++++ RECORD EXCERPTS ++++

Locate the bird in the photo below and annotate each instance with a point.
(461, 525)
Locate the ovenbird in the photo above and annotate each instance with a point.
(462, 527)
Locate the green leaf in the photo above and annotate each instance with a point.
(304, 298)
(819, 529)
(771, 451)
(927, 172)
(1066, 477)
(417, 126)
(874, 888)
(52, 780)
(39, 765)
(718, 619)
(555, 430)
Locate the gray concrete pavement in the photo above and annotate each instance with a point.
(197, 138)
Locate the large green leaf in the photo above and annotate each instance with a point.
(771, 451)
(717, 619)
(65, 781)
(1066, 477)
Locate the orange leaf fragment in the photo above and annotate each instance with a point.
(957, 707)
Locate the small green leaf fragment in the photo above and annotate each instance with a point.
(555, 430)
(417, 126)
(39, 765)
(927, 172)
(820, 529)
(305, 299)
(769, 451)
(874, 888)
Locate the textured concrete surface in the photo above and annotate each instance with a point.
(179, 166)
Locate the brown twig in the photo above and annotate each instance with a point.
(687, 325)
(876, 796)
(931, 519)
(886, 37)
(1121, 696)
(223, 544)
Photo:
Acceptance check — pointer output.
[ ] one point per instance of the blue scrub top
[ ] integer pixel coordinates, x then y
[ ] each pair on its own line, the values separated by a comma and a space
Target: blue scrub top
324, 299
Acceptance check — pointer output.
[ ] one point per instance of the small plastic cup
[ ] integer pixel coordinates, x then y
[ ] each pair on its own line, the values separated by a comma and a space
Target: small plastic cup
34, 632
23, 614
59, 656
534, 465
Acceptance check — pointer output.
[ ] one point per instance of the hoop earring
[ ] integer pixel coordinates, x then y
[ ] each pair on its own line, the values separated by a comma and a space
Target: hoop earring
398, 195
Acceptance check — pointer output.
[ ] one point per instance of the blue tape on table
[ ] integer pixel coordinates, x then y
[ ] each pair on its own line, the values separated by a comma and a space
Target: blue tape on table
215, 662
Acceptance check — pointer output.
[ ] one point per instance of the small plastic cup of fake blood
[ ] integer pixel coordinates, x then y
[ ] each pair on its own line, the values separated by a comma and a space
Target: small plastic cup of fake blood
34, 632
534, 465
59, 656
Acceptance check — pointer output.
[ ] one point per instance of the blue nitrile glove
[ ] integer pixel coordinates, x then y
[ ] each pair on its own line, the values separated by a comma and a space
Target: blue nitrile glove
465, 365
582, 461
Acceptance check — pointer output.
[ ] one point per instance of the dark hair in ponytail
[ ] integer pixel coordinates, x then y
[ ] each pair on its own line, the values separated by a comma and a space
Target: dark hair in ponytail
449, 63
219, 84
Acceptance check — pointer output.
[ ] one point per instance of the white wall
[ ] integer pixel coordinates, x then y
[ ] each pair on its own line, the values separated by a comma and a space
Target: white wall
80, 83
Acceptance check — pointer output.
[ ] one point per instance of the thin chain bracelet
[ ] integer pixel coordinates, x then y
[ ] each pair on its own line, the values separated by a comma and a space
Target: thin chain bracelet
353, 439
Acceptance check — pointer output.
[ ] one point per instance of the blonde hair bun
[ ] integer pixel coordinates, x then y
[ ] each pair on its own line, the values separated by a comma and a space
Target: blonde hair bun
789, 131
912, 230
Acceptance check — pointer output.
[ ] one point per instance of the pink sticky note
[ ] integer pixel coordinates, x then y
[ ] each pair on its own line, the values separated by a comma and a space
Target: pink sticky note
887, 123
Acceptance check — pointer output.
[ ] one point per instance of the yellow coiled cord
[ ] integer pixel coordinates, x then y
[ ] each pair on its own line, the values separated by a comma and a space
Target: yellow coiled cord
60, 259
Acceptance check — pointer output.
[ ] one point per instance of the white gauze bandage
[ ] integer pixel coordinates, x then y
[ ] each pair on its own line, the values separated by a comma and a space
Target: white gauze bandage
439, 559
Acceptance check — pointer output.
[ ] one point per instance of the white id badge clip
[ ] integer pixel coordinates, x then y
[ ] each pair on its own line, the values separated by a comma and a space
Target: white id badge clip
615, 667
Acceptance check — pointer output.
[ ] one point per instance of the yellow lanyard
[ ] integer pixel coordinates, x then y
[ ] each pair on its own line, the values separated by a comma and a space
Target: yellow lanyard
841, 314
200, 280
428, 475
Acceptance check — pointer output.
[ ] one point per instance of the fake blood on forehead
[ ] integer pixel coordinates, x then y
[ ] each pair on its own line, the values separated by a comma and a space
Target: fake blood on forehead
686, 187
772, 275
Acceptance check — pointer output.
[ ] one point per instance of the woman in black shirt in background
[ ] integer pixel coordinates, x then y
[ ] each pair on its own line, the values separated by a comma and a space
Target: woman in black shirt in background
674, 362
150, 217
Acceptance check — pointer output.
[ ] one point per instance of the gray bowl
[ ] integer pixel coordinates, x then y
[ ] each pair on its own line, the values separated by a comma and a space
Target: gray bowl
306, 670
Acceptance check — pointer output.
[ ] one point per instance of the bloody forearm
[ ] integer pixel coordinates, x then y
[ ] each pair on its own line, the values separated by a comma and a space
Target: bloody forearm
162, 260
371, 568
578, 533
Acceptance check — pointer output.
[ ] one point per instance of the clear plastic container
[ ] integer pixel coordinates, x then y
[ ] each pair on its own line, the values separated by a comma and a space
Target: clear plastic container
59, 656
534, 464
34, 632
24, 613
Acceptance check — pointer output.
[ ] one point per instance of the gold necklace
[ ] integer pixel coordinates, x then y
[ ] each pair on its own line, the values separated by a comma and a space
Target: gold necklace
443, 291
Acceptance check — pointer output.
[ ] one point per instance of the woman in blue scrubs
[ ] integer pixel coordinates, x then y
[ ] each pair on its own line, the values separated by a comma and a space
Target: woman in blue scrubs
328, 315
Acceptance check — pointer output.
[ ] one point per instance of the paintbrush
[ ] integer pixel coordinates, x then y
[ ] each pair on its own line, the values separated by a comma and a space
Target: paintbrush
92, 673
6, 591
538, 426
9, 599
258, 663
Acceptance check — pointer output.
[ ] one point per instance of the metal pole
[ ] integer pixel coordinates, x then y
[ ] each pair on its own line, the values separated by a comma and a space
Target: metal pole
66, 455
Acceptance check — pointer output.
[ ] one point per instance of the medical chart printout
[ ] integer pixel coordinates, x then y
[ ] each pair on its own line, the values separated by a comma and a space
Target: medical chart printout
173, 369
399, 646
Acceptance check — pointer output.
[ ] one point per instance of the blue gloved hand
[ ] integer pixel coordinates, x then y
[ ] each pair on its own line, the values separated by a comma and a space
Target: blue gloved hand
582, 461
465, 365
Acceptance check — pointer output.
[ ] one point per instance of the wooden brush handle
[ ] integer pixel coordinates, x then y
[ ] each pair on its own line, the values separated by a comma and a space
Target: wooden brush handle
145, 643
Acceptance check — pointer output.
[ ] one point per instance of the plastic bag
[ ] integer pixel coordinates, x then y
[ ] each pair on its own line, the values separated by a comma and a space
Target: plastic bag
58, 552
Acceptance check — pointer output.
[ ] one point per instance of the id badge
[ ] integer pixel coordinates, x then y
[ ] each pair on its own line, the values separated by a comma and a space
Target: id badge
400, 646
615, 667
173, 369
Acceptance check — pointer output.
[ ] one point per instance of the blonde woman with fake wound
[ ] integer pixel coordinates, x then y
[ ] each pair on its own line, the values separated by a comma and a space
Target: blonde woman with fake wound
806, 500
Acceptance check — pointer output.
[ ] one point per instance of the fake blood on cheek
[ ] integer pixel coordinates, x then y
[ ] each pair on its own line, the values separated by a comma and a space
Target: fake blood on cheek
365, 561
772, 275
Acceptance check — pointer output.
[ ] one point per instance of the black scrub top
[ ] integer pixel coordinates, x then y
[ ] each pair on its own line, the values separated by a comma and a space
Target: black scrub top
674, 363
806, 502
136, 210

++++

- **ACTIVITY**: Every record, copied exactly, is the expected answer.

- **ANSWER SPACE**:
Locate the bird in the photo below and annotate each instance with a point.
(461, 525)
Locate the ovenbird in the photo above and annotate each instance with a point.
(462, 527)
Locate the green leaf in the photo above and annotate each instance with a point.
(304, 298)
(819, 529)
(771, 451)
(927, 172)
(1066, 477)
(417, 126)
(874, 888)
(52, 780)
(39, 765)
(718, 619)
(555, 430)
Locate the gray concrete pavement in the photo above and annotate each instance with a point.
(197, 138)
Locate the large green leaf in the photo above and annotate each instance with a point.
(771, 451)
(717, 619)
(65, 781)
(1066, 477)
Locate the orange leaf fragment in the photo above and annotate each instance with a point.
(957, 707)
Locate the small green leaf fragment in the photo above and annotate each instance with a point.
(555, 430)
(417, 126)
(39, 765)
(927, 172)
(820, 529)
(305, 299)
(769, 451)
(874, 888)
Locate the textured concrete surface in the photo above and annotate each instance with a point.
(179, 166)
Locate the brown twig in the photo above and annotate each instance with a point.
(687, 325)
(876, 796)
(931, 519)
(886, 37)
(1121, 696)
(223, 544)
Photo:
Acceptance check — pointer output.
[ ] one point per instance of the blue scrub top
[ ] integer pixel coordinates, x then y
[ ] each pair on its own line, the values separated by a comma and a space
Target: blue scrub top
324, 299
Acceptance check — pointer output.
[ ] one point per instance of the small plastic cup
[ ] integer pixel coordinates, x then y
[ ] each pair on its own line, the values separated by a comma and a space
Target: small plastic cup
34, 632
23, 614
59, 656
534, 465
Acceptance check — pointer output.
[ ] one point per instance of the hoop earring
[ ] integer pixel coordinates, x then y
[ ] each pair on its own line, the values separated by a comma and a space
Target: hoop earring
398, 195
Acceptance check — pointer output.
[ ] one point per instance of the blue tape on table
[ ] integer pixel coordinates, x then y
[ ] each pair on its own line, the values separated by a comma and a space
Target: blue tape on table
215, 662
Acceptance check — pointer output.
[ ] one point per instance of the small plastic cup of fake blood
[ ] integer pixel coordinates, x then y
[ ] each pair on its own line, the values separated by a comma and a space
Target: small plastic cup of fake blood
34, 632
534, 465
59, 656
Acceptance check — pointer output.
[ ] one point per instance of the blue nitrile glove
[ ] integer pixel coordinates, x then y
[ ] each pair on its own line, the values separated by a comma and a space
Target: blue nitrile glove
465, 365
582, 461
Acceptance check — pointer output.
[ ] one point per instance of the dark hair in ponytail
[ ] integer pixel coordinates, x then y
[ ] each pair on its own line, the values separated by a comma and a space
Target: dark hair in ponytail
449, 63
219, 84
Acceptance check — pointer output.
[ ] one point per instance of the white wall
[ ] integer pixel coordinates, x then y
[ ] each pair on its own line, the values separated by a comma and a space
Target: white wall
80, 83
Acceptance check — pointer output.
[ ] one point per instance of the thin chain bracelet
[ ] integer pixel coordinates, x then y
[ ] each pair on its own line, the values separated by a comma and a space
Target: thin chain bracelet
353, 439
Acceptance check — pointer output.
[ ] one point per instance of the blonde hair bun
[ ] integer pixel coordinates, x then y
[ ] each pair on its own line, the values separated by a comma and a space
Target: blonde hair bun
789, 131
912, 230
Acceptance check — pointer output.
[ ] one point per instance of the pink sticky note
[ ] integer pixel coordinates, x then y
[ ] each pair on its own line, the values separated by a comma and a space
Target: pink sticky note
887, 123
Acceptance check — pointer output.
[ ] one point per instance of the yellow coiled cord
[ ] integer pixel coordinates, x then y
[ ] each pair on its own line, the values separated by a comma and a space
Target: yellow coiled cord
60, 259
Acceptance check — pointer output.
[ ] one point per instance of the white gauze bandage
[ ] integer pixel coordinates, x then y
[ ] each pair on its own line, the values separated by a comma and a space
Target: white gauze bandage
439, 559
Acceptance check — pointer output.
[ ] one point per instance of the white id badge clip
[ ] integer pixel coordinates, x then y
[ ] each pair on its own line, the values separated by a comma and a space
Target: white id badge clip
615, 667
Acceptance check — pointer output.
[ ] one point per instance of the yellow lanyard
[ ] integer pixel coordinates, x then y
[ ] each pair on its own line, the values separated by a comma and a space
Target: yellow lanyard
841, 314
200, 280
428, 475
Acceptance check — pointer output.
[ ] one point per instance of the fake blood on forehead
[ ] integer pixel coordinates, x then y
[ ] each pair on its own line, the values separated by a comma and a space
Target: fake blood on forehead
686, 187
772, 275
Acceptance check — pointer output.
[ ] one point per instance of the woman in black shirt in background
[ ] integer pixel coordinates, x then y
[ ] each pair on its own line, the values separated by a comma and a space
Target: woman in black shirt in background
674, 362
150, 217
Acceptance check — pointer output.
[ ] one point per instance of the gray bowl
[ ] integer pixel coordinates, x then y
[ ] each pair on its own line, the values separated by a comma and a space
Target: gray bowl
306, 670
Acceptance check — pointer output.
[ ] one point per instance of the bloody forearm
[ ] integer pixel coordinates, x then y
[ ] each pair on its own line, the values separated by a comma and a space
Target: bloody forearm
162, 260
371, 568
578, 533
Acceptance check — pointer output.
[ ] one point per instance of the clear plastic container
[ ] integer pixel coordinates, x then y
[ ] each pair on its own line, the values separated by a comma and a space
Target: clear plastic container
59, 656
534, 464
34, 632
24, 613
Acceptance check — pointer output.
[ ] one point per instance of the gold necklace
[ ] integer pixel coordinates, x then y
[ ] each pair on its own line, the values separated by a comma and a space
Target: gold necklace
443, 291
Acceptance check — pointer output.
[ ] one point per instance of the woman in blue scrubs
[ ] integer pixel coordinates, x then y
[ ] each pair on its own line, the values separated by a comma and a space
Target: woman in blue scrubs
328, 315
Acceptance check — pointer output.
[ ] one point per instance of the paintbrush
[ ] integer pixel coordinates, x then y
[ ] each pair on its own line, the values separated by a comma and a space
Target: paintbrush
92, 673
6, 591
538, 426
9, 599
258, 663
Acceptance check — pointer output.
[ ] one point per instance of the metal pole
[ ] integer pixel coordinates, x then y
[ ] each pair on its own line, the values separated by a comma and a space
Target: metal pole
66, 455
Acceptance check — pointer output.
[ ] one point per instance of the medical chart printout
[ ] integer pixel coordinates, x then y
[ ] each pair on its own line, the values separated by a comma and a space
Target: medical chart printout
173, 369
399, 646
Acceptance check — pointer output.
[ ] one point per instance of the blue gloved hand
[ ] integer pixel coordinates, x then y
[ ] each pair on its own line, the values separated by a comma and a space
Target: blue gloved hand
582, 461
465, 365
Acceptance check — pointer output.
[ ] one point per instance of the wooden brush handle
[ ] integer pixel coordinates, x then y
[ ] each pair on its own line, the values separated by a comma and a space
Target: wooden brush handle
145, 643
Acceptance check — pointer output.
[ ] one point per instance of the plastic bag
[ ] integer pixel coordinates, x then y
[ ] each pair on its own line, the values separated by a comma and a space
Target: plastic bag
58, 552
Acceptance check — pointer output.
[ ] one point per instance of the id badge
[ ] integer pixel coordinates, x then y
[ ] each pair on its own line, the values separated by a comma and a space
Target: id badge
400, 646
615, 667
173, 369
Acceptance check — pointer output.
[ ] one point per instance of the blonde woman with fake wound
[ ] integer pixel coordinates, x then y
[ ] each pair on its own line, the values separated by a comma and a space
Target: blonde woman with fake wound
806, 500
Acceptance check — pointer output.
[ ] one point per instance of the fake blood on cheek
[ ] integer pixel coordinates, x then y
[ ] each pair on its own line, the values separated by a comma and a space
Target: fake blood on cheek
365, 561
772, 275
Acceptance check — pointer output.
[ ] one point per instance of the black scrub top
[ ] integer pixel coordinates, x then y
[ ] each pair on its own line, the values separated by a comma and a space
Target: black scrub top
674, 363
806, 502
136, 210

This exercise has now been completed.